_What the exercise asks_.
Arrange every line of the rows below as a Markdown table with the columns Number and Line, numbering each line and skipping blank lines. Leave the pictures out of the table.

_Provided entries_.

>> BEGIN

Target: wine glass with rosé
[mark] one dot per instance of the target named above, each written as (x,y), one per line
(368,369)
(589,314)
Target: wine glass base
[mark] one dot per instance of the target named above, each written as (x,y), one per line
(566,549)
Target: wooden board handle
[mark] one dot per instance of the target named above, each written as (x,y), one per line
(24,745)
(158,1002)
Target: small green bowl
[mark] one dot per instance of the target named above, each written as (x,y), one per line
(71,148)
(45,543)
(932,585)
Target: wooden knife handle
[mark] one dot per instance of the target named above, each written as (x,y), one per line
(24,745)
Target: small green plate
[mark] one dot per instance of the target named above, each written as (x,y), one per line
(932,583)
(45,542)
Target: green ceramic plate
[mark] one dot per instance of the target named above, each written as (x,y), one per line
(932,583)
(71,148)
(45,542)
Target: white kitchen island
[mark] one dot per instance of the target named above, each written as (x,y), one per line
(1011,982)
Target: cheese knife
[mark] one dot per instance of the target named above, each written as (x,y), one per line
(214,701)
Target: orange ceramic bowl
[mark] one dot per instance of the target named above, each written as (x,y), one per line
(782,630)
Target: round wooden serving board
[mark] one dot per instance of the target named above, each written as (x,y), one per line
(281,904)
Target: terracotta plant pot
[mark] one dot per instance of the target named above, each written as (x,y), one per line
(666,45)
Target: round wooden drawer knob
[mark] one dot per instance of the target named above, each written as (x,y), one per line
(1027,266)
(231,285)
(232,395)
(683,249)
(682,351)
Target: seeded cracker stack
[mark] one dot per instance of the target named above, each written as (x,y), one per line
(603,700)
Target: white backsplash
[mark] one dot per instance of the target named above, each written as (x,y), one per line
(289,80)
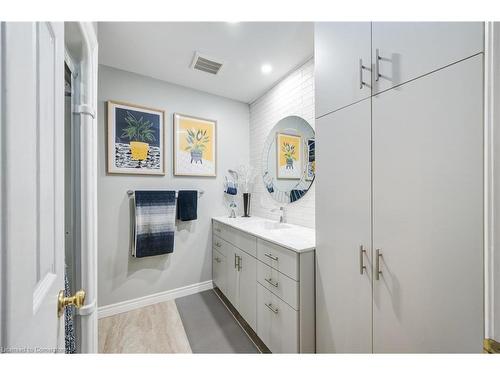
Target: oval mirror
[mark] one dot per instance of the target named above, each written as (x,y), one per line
(288,160)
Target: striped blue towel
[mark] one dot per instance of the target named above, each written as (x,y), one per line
(154,223)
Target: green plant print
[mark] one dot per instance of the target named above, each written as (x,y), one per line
(138,129)
(289,154)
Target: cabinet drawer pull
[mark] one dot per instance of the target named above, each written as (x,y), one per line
(362,266)
(377,264)
(270,307)
(270,281)
(377,65)
(361,67)
(271,256)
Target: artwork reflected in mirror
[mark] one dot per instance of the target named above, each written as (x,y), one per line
(288,160)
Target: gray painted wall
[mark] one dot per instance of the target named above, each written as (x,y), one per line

>> END

_Response to this task_.
| Number | Line |
|---|---|
| 1 | Target: wine glass with rosé |
| 2 | [mark] one dot per instance of the target named above, each written as (x,y), one per line |
| 3 | (368,369) |
| 4 | (589,314) |
| 5 | Target: wine glass base |
| 6 | [mark] one dot per instance of the target named above, each written as (x,y), one per line |
| 7 | (566,549) |
| 8 | Target: wooden board handle |
| 9 | [mark] one dot per instance of the target named above, each written as (x,y), one per line |
| 10 | (24,745) |
| 11 | (158,1002) |
| 12 | Target: small green bowl |
| 13 | [mark] one dot per instance of the target named above, each written as (x,y), one per line |
| 14 | (71,148) |
| 15 | (45,543) |
| 16 | (932,585) |
| 17 | Target: wooden knife handle |
| 18 | [mark] one dot per instance of the target named above, each written as (x,y), one per line |
| 19 | (24,745) |
| 20 | Target: small green plate |
| 21 | [mark] one dot per instance of the target named above, each written as (x,y), one per line |
| 22 | (932,583) |
| 23 | (45,542) |
| 24 | Target: green ceramic plate |
| 25 | [mark] one dot per instance of the target named above, each written as (x,y), one per line |
| 26 | (932,583) |
| 27 | (71,148) |
| 28 | (45,542) |
| 29 | Target: white kitchen island |
| 30 | [mark] one dot per instance of the target named above, each written as (x,y), one per line |
| 31 | (1011,982) |
| 32 | Target: cheese knife |
| 33 | [mark] one dot per instance of the target named above, each written as (x,y), one per line |
| 34 | (214,701) |
| 35 | Target: orange ceramic bowl |
| 36 | [mark] one dot per instance of the target named above, each written as (x,y), one per line |
| 37 | (782,630) |
| 38 | Target: round wooden serving board |
| 39 | [mark] one dot per instance of the target named above, each written as (x,y), one per line |
| 40 | (281,904) |
| 41 | Target: terracotta plant pot |
| 42 | [mark] one dot per instance of the target named above, each written as (x,y), one per line |
| 43 | (666,45) |
| 44 | Target: round wooden drawer knob |
| 45 | [mark] one dot per instance of the target named above, each written as (x,y), one per line |
| 46 | (1027,266) |
| 47 | (231,285) |
| 48 | (232,395) |
| 49 | (683,249) |
| 50 | (682,351) |
| 51 | Target: seeded cracker stack |
| 52 | [mark] one dot per instance of the target named above, each written as (x,y), one per line |
| 53 | (603,700) |
| 54 | Target: white backsplash |
| 55 | [mark] one dot per instance of the target named above, each written as (x,y), one per line |
| 56 | (289,80) |
| 57 | Target: oval mirror |
| 58 | [mark] one dot per instance of the target named above, each written as (x,y), one per line |
| 59 | (288,160) |
| 60 | Target: striped blue towel |
| 61 | [mark] one dot per instance of the target named above, each written as (x,y), one per line |
| 62 | (154,223) |
| 63 | Target: green plant print |
| 64 | [mark] one dot per instance of the target named above, each written as (x,y), one per line |
| 65 | (138,129) |
| 66 | (289,154) |
| 67 | Target: cabinet drawer pull |
| 68 | [mark] one dot per instance of the target named above, each written as (x,y), one per line |
| 69 | (362,266) |
| 70 | (377,264) |
| 71 | (270,307) |
| 72 | (270,281) |
| 73 | (377,65) |
| 74 | (361,67) |
| 75 | (271,256) |
| 76 | Target: artwork reflected in mirror |
| 77 | [mark] one dot per instance of the target named above, each written as (x,y), one per line |
| 78 | (288,160) |
| 79 | Target: gray painted wall |
| 80 | [mark] one dot per instance of the target named above, each written as (x,y), one per line |